### The task:
A word-for-word repeat of the records below is what this calls for.

________________

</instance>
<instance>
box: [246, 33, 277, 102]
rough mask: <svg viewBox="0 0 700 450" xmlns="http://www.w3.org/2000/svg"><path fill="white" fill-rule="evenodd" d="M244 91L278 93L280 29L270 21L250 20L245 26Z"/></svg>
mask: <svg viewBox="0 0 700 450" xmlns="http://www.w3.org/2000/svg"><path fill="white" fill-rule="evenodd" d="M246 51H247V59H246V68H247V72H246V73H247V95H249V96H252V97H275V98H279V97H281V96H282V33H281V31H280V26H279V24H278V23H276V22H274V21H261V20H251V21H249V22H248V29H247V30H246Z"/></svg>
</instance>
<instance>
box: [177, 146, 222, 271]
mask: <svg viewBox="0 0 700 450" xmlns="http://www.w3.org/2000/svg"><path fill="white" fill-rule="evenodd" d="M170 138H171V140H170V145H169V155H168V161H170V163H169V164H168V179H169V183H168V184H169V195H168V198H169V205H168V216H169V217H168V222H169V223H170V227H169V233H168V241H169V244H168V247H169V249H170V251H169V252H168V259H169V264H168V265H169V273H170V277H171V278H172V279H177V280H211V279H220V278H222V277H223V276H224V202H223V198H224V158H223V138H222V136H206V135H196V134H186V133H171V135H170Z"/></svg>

________________

### Written response:
</instance>
<instance>
box: [246, 33, 277, 102]
rough mask: <svg viewBox="0 0 700 450" xmlns="http://www.w3.org/2000/svg"><path fill="white" fill-rule="evenodd" d="M244 91L278 93L280 29L270 21L250 20L245 26Z"/></svg>
mask: <svg viewBox="0 0 700 450" xmlns="http://www.w3.org/2000/svg"><path fill="white" fill-rule="evenodd" d="M246 51H247V59H246V68H247V72H246V73H247V95H249V96H252V97H275V98H279V97H281V96H282V33H281V31H280V26H279V24H278V23H276V22H274V21H261V20H251V21H249V22H248V29H247V30H246Z"/></svg>
</instance>
<instance>
box: [177, 146, 222, 271]
mask: <svg viewBox="0 0 700 450" xmlns="http://www.w3.org/2000/svg"><path fill="white" fill-rule="evenodd" d="M170 138H171V140H170V145H169V155H168V161H170V163H169V164H168V179H169V183H168V184H169V195H168V198H169V205H168V216H169V217H168V222H169V223H170V227H169V233H168V241H169V244H168V247H169V249H170V251H169V252H168V259H169V264H168V265H169V273H170V277H171V278H172V279H177V280H211V279H220V278H222V277H223V276H224V202H223V198H224V158H223V138H222V136H206V135H196V134H186V133H171V135H170Z"/></svg>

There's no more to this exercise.